───── SUPPLIED DATA ─────
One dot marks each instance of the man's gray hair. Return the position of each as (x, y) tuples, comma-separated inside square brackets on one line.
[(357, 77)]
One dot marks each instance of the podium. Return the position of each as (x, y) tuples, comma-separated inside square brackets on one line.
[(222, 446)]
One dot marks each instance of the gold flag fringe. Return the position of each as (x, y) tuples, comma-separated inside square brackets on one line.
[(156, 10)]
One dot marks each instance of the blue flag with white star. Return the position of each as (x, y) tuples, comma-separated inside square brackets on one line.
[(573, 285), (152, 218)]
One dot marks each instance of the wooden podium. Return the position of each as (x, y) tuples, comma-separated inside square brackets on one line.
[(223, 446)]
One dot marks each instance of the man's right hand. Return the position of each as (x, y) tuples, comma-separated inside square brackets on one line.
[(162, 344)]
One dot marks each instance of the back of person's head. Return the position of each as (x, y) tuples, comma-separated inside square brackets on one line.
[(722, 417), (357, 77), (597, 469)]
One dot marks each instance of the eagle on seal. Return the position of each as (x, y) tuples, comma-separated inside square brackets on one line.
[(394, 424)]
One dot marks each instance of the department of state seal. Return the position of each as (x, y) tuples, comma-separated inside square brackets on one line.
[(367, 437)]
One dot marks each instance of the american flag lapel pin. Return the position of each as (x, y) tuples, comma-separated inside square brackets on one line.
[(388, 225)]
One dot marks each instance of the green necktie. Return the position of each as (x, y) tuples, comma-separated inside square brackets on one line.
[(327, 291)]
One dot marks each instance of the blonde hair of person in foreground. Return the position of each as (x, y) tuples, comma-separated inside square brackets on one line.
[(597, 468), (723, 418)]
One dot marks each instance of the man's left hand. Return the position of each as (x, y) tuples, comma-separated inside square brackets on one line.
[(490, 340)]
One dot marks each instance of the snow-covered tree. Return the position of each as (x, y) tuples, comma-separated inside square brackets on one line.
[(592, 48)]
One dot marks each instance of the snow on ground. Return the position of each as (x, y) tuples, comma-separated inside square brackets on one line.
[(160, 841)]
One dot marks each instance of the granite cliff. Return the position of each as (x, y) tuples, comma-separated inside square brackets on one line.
─────
> _WHAT TO WORK ON_
Output only the lines from the one that contains "One dot marks each instance of the snow on" through the final line of the records, exactly as given.

> _YOUR RESPONSE_
One dot marks each instance of the snow on ground. Return the position of each as (x, y) tuples, comma-separated inside square brackets on one line.
[(160, 841)]
One dot marks each instance of the granite cliff. Return the position of each as (x, y) tuples, comma-separated inside square brackets on one line.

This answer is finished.